TASK OBJECTIVE —
Word for word, transcribe the lines below and drop the pictures.

§ §

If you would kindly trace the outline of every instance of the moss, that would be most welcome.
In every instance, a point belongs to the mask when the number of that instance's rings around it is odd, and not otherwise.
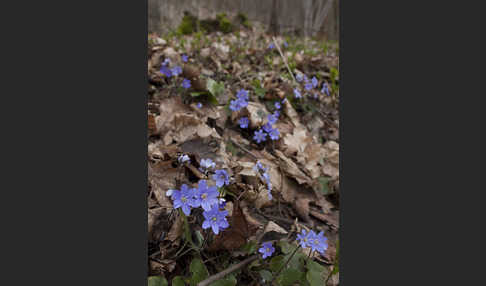
[[[226,17],[225,13],[216,15],[216,20],[218,21],[221,32],[230,33],[233,31],[233,24],[231,24],[231,21]]]
[[[177,33],[181,35],[189,35],[197,30],[198,20],[191,13],[185,11],[184,17],[177,28]]]
[[[246,14],[240,12],[238,13],[238,15],[236,15],[236,18],[238,19],[241,25],[243,25],[246,28],[251,28],[251,23],[250,21],[248,21],[248,17],[246,16]]]

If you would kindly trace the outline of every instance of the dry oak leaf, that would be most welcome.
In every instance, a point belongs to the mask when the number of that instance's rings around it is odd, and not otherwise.
[[[299,184],[307,183],[312,185],[312,180],[302,172],[294,161],[287,158],[280,150],[275,150],[275,154],[281,159],[281,168],[285,174],[294,178]]]
[[[208,251],[235,250],[242,247],[251,236],[248,222],[241,210],[238,201],[233,205],[233,213],[228,220],[229,228],[216,235]]]

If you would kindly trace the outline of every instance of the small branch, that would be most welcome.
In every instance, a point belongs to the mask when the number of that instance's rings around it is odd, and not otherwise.
[[[280,56],[282,57],[282,60],[285,64],[285,66],[287,67],[287,69],[289,70],[289,73],[290,73],[290,76],[292,76],[292,79],[294,80],[294,83],[297,83],[297,81],[295,80],[295,77],[294,77],[294,74],[292,73],[292,71],[290,70],[289,68],[289,65],[287,64],[287,60],[285,59],[283,53],[282,53],[282,50],[280,49],[280,46],[278,45],[277,41],[275,40],[275,37],[272,37],[273,39],[273,43],[275,44],[275,46],[277,47],[277,50],[280,54]]]
[[[270,282],[270,284],[273,283],[273,281],[275,281],[275,279],[277,279],[277,277],[280,275],[280,272],[282,272],[282,270],[287,266],[287,264],[289,264],[289,261],[292,259],[292,257],[294,257],[295,253],[297,253],[297,250],[300,249],[300,244],[297,248],[295,248],[294,252],[292,252],[292,255],[290,255],[289,259],[287,260],[287,262],[285,262],[284,265],[282,265],[282,267],[280,267],[280,269],[278,270],[277,274],[275,274],[275,276],[273,276],[273,279],[272,279],[272,282]]]
[[[222,279],[222,278],[224,278],[226,275],[231,274],[231,273],[233,273],[234,271],[236,271],[236,270],[238,270],[238,269],[240,269],[240,268],[245,267],[247,264],[249,264],[249,263],[253,262],[254,260],[257,260],[257,259],[258,259],[258,257],[259,257],[259,255],[258,255],[258,254],[255,254],[255,255],[253,255],[253,256],[250,256],[250,257],[248,257],[247,259],[245,259],[245,260],[241,261],[241,262],[240,262],[240,263],[238,263],[238,264],[235,264],[235,265],[233,265],[233,266],[231,266],[231,267],[229,267],[229,268],[227,268],[227,269],[225,269],[225,270],[223,270],[223,271],[221,271],[221,272],[219,272],[219,273],[217,273],[217,274],[214,274],[214,275],[209,276],[207,279],[205,279],[205,280],[203,280],[203,281],[199,282],[199,283],[197,284],[197,286],[207,286],[207,285],[209,285],[209,284],[213,283],[214,281],[217,281],[217,280],[219,280],[219,279]]]
[[[245,147],[241,146],[239,143],[236,143],[235,141],[233,141],[233,139],[230,139],[230,141],[235,144],[236,146],[238,146],[241,150],[245,151],[246,153],[248,153],[249,155],[251,155],[254,159],[258,160],[258,157],[255,156],[255,154],[251,153],[250,151],[248,151],[248,149],[246,149]]]

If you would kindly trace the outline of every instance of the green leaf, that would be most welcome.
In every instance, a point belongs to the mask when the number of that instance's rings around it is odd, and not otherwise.
[[[196,238],[197,238],[197,247],[201,248],[204,242],[204,236],[201,234],[199,230],[196,231]]]
[[[258,248],[258,244],[256,241],[250,240],[245,245],[241,247],[241,250],[245,251],[248,254],[253,254]]]
[[[217,83],[214,79],[208,78],[206,82],[206,88],[209,92],[214,95],[215,97],[220,96],[224,91],[224,84]]]
[[[268,266],[272,272],[277,272],[285,263],[283,255],[277,255],[272,260],[270,260],[270,265]]]
[[[326,268],[315,261],[307,262],[306,279],[311,286],[324,285],[324,277],[329,275],[329,268]]]
[[[189,270],[192,273],[191,285],[196,285],[197,283],[208,278],[209,272],[206,265],[199,258],[194,258],[189,265]]]
[[[182,279],[181,276],[176,276],[172,279],[172,286],[184,286],[186,283],[184,283],[184,280]]]
[[[273,275],[272,272],[268,270],[260,270],[260,276],[262,277],[263,281],[272,281]]]
[[[235,286],[236,285],[236,278],[234,275],[229,275],[227,278],[217,280],[209,286]]]
[[[148,286],[168,286],[167,280],[163,276],[150,276]]]
[[[215,95],[213,95],[213,94],[211,94],[211,93],[210,93],[210,94],[208,94],[208,100],[209,100],[209,102],[210,102],[212,105],[218,105],[218,104],[219,104],[219,101],[218,101],[218,99],[216,98],[216,96],[215,96]]]
[[[292,251],[294,251],[296,247],[298,247],[296,245],[291,245],[290,243],[284,240],[279,241],[278,246],[280,246],[284,254],[289,254]]]
[[[284,256],[284,260],[287,261],[292,253],[286,254]],[[297,269],[299,271],[304,271],[304,261],[306,259],[305,254],[303,254],[301,251],[297,251],[297,253],[294,254],[294,257],[290,259],[288,263],[288,268],[293,268]]]
[[[331,190],[329,189],[329,178],[326,177],[319,177],[317,178],[319,184],[321,185],[321,192],[323,195],[331,194]]]
[[[205,95],[205,94],[208,94],[207,92],[205,91],[199,91],[199,92],[191,92],[189,93],[192,97],[197,97],[197,96],[201,96],[201,95]]]
[[[294,282],[301,280],[303,278],[302,276],[303,273],[301,271],[294,268],[287,268],[278,276],[277,281],[281,286],[290,286]]]
[[[259,98],[263,98],[265,96],[265,93],[267,93],[267,90],[262,87],[255,87],[254,89],[255,89],[255,94]]]

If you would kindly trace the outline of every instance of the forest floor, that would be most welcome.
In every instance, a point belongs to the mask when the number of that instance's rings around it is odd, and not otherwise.
[[[148,41],[149,285],[338,285],[337,44],[258,27]],[[174,208],[202,180],[223,184],[218,235],[201,207]],[[298,247],[302,230],[327,249]]]

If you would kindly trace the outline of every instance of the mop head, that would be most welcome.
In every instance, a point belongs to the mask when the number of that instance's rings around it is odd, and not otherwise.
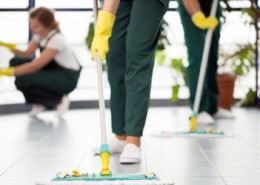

§ §

SOLUTION TO THE PROBLEM —
If you would kindly trace the outline of every instance of the moss, that would be most welcome.
In every instance, a point belongs to the mask when the number of that instance's rings around it is odd, and not otherwise.
[[[226,17],[225,13],[216,15],[216,20],[218,21],[221,32],[230,33],[233,31],[233,24],[231,24],[231,21]]]
[[[177,33],[181,35],[189,35],[197,30],[198,20],[191,13],[185,11],[184,17],[177,28]]]
[[[246,14],[240,12],[238,13],[238,15],[236,15],[236,18],[238,19],[241,25],[243,25],[246,28],[251,28],[251,23],[250,21],[248,21],[248,17],[246,16]]]

If you would kindly trace the outline of every instance of the dry oak leaf, that would be most welcome.
In every instance, a point belongs to the mask when the number of that instance's rings around it is odd, and not otherwise.
[[[299,184],[307,183],[312,185],[312,180],[302,172],[294,161],[287,158],[280,150],[275,150],[275,154],[281,159],[281,168],[285,174],[294,178]]]
[[[208,251],[235,250],[242,247],[251,236],[248,222],[241,210],[238,201],[233,205],[233,213],[228,220],[229,228],[216,235]]]

If you would kindly trace the outline of every instance of the small branch, that would be most welcome.
In every instance, a point belongs to the mask when the number of that instance's rings around it is odd, and not otherwise.
[[[280,56],[282,57],[282,60],[285,64],[285,66],[287,67],[287,69],[289,70],[289,73],[290,73],[290,76],[292,76],[292,79],[294,80],[294,83],[297,83],[297,81],[295,80],[295,77],[294,77],[294,74],[292,73],[292,71],[290,70],[289,68],[289,65],[287,64],[287,60],[285,59],[283,53],[282,53],[282,50],[280,49],[280,46],[278,45],[277,41],[275,40],[275,37],[272,37],[273,39],[273,43],[275,44],[275,46],[277,47],[277,50],[280,54]]]
[[[270,282],[270,284],[273,283],[273,281],[275,281],[275,279],[277,279],[277,277],[280,275],[280,272],[282,272],[282,270],[287,266],[287,264],[289,264],[289,261],[292,259],[292,257],[294,257],[295,253],[297,253],[297,250],[300,249],[300,244],[297,248],[295,248],[294,252],[292,252],[292,255],[290,255],[289,259],[287,260],[287,262],[285,262],[284,265],[282,265],[282,267],[280,267],[280,269],[278,270],[277,274],[275,274],[275,276],[273,276],[273,279],[272,279],[272,282]]]
[[[222,279],[222,278],[224,278],[226,275],[231,274],[231,273],[233,273],[234,271],[236,271],[236,270],[238,270],[238,269],[240,269],[240,268],[245,267],[247,264],[249,264],[249,263],[253,262],[254,260],[257,260],[257,259],[258,259],[258,257],[259,257],[259,255],[258,255],[258,254],[255,254],[255,255],[253,255],[253,256],[250,256],[250,257],[248,257],[247,259],[245,259],[245,260],[241,261],[241,262],[240,262],[240,263],[238,263],[238,264],[235,264],[235,265],[233,265],[233,266],[231,266],[231,267],[229,267],[229,268],[227,268],[227,269],[225,269],[225,270],[223,270],[223,271],[221,271],[221,272],[219,272],[219,273],[217,273],[217,274],[214,274],[214,275],[209,276],[207,279],[205,279],[205,280],[203,280],[203,281],[199,282],[199,283],[197,284],[197,286],[207,286],[207,285],[209,285],[209,284],[213,283],[214,281],[217,281],[217,280],[219,280],[219,279]]]
[[[245,147],[241,146],[239,143],[236,143],[235,141],[233,141],[233,139],[230,139],[230,141],[235,144],[236,146],[238,146],[241,150],[245,151],[246,153],[248,153],[249,155],[251,155],[254,159],[258,160],[258,157],[255,156],[255,154],[251,153],[250,151],[248,151],[248,149],[246,149]]]

If you would kindly trace the outline of every instance of the green leaf, that would be most welcome.
In every instance, a point belongs to the mask when the number of that instance's rings around it is odd, and not otherwise.
[[[196,238],[197,238],[197,247],[201,248],[204,242],[204,236],[201,234],[199,230],[196,231]]]
[[[258,248],[258,244],[256,241],[250,240],[245,245],[241,247],[241,250],[245,251],[248,254],[253,254]]]
[[[217,83],[214,79],[208,78],[206,82],[206,88],[209,92],[214,95],[215,97],[220,96],[224,91],[224,84]]]
[[[268,266],[272,272],[277,272],[285,263],[283,255],[277,255],[272,260],[270,260],[270,265]]]
[[[326,268],[315,261],[307,262],[306,279],[311,286],[324,285],[324,277],[329,275],[329,268]]]
[[[189,270],[192,273],[191,285],[196,285],[197,283],[208,278],[209,272],[206,265],[199,258],[194,258],[189,265]]]
[[[182,279],[181,276],[176,276],[172,279],[172,286],[184,286],[186,283],[184,283],[184,280]]]
[[[273,275],[272,272],[268,270],[260,270],[260,276],[262,277],[263,281],[272,281]]]
[[[235,286],[236,285],[236,278],[234,275],[229,275],[227,278],[217,280],[209,286]]]
[[[148,286],[168,286],[167,280],[163,276],[150,276]]]
[[[215,95],[213,95],[213,94],[211,94],[211,93],[210,93],[210,94],[208,94],[208,100],[209,100],[209,102],[210,102],[212,105],[218,105],[218,104],[219,104],[219,101],[218,101],[218,99],[216,98],[216,96],[215,96]]]
[[[292,251],[294,251],[296,247],[298,247],[296,245],[291,245],[290,243],[284,240],[279,241],[278,246],[280,246],[284,254],[289,254]]]
[[[284,256],[284,260],[287,261],[292,253],[286,254]],[[297,269],[299,271],[304,271],[304,261],[306,259],[305,254],[303,254],[301,251],[297,251],[297,253],[294,254],[294,257],[290,259],[288,263],[288,268],[293,268]]]
[[[331,190],[329,189],[329,178],[326,177],[319,177],[317,178],[319,184],[321,185],[321,192],[323,195],[331,194]]]
[[[205,95],[205,94],[208,94],[207,92],[205,91],[199,91],[199,92],[191,92],[189,93],[192,97],[197,97],[197,96],[201,96],[201,95]]]
[[[294,282],[301,280],[303,278],[302,276],[303,273],[301,271],[294,268],[287,268],[278,276],[277,281],[281,286],[290,286]]]
[[[259,98],[263,98],[265,96],[265,93],[267,93],[267,90],[262,87],[255,87],[254,89],[255,89],[255,94]]]

If you would kindly trace the outline of every instance of the forest floor, that would be most welcome.
In every instance, a point belongs to the mask when the number of that instance's rings around it is odd, and not otherwise.
[[[148,41],[149,285],[338,285],[337,44],[258,27]],[[174,208],[202,180],[223,184],[218,235],[201,207]],[[298,247],[302,230],[327,249]]]

If you would kindly trace the outline of every instance of the mop head, that would be most welcome.
In every instance, a point belongs to the mask when the number of that instance's rings around it is odd, and not otherwise.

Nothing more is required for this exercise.